* [Task to complete]: In the post on Clarke and Kubrick below, condense the paragraph that begins "Arthur C. Clarke died today" into a short bulleted list that keeps its main facts.

----- Excerpt

Wednesday, March 19, 2008

2001: Clarke and Kubrick

Overhead, without any fuss, the stars were going out.

Arthur C. Clarke died today, and I was reminded of 2001: A Space Odyssey. Clarke wrote the novel, which was based on an earlier story of his, The Sentinel; both Clarke and Stanley Kubrick are credited for the screenplay of Kubrick's movie. Clarke, perhaps feeling like most of us, has said that he wasn't quite sure what Kubrick was up to in the movie's ending. I have a very clear memory of sitting in a movie theater and watching 2001 when I was 11 or 12 years old. I had thought that I was going to see a "science fiction" movie (you know, space ships, adventure, and stuff). I understand now that the movie I watched then was, indeed, a science fiction movie. At the time, though, it was all I could do simply to sit and be bombarded by the stunning images on the screen which, by the movie's end, left me feeling a bit shell-shocked. I don't mean this in a negative way at all. No. I had no idea what this movie was about and I couldn't give a coherent account of it's plot. I knew, though, that it was good. I'm still not sure I understand the movie, and I'm certainly not going to try to explain it here and now (although if you've got some time to kill, there's no shortage of attempts at explaining 2001; some are interesting, some are a bit silly). I'd recommend reading Clarke's novel to anyone who likes the movie but doesn't quite get what Kubrick is trying to express. Both the novel and the movie are concerned with themes of human evolution (with humanity being one step in a process), the dangers of technology, and the details of traveling in space. Clarke explains what Kubrick shows.

----------
----- Data shown

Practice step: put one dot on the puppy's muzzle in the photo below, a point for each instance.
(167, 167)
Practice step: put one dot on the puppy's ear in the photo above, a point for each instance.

----------

* [Problem solution]:
- Arthur C. Clarke died on the day of the post, which brought *2001: A Space Odyssey* to mind.
- Clarke wrote the novel, based on his earlier story *The Sentinel*, and shares screenplay credit with Stanley Kubrick for Kubrick's film.
- Clarke said he was not quite sure what Kubrick intended with the film's ending.
- The writer saw the film at 11 or 12 expecting a space adventure. The writer left overwhelmed by its images, unable to explain the plot but certain it was good.
- The writer still does not fully understand the film and declines to explain it. Many attempts at explanation exist, some interesting and some silly.
- The writer recommends Clarke's novel to anyone who likes the film but does not quite get it.
- Both works deal with human evolution as one step in a process, the dangers of technology, and the details of space travel. Clarke explains what Kubrick shows.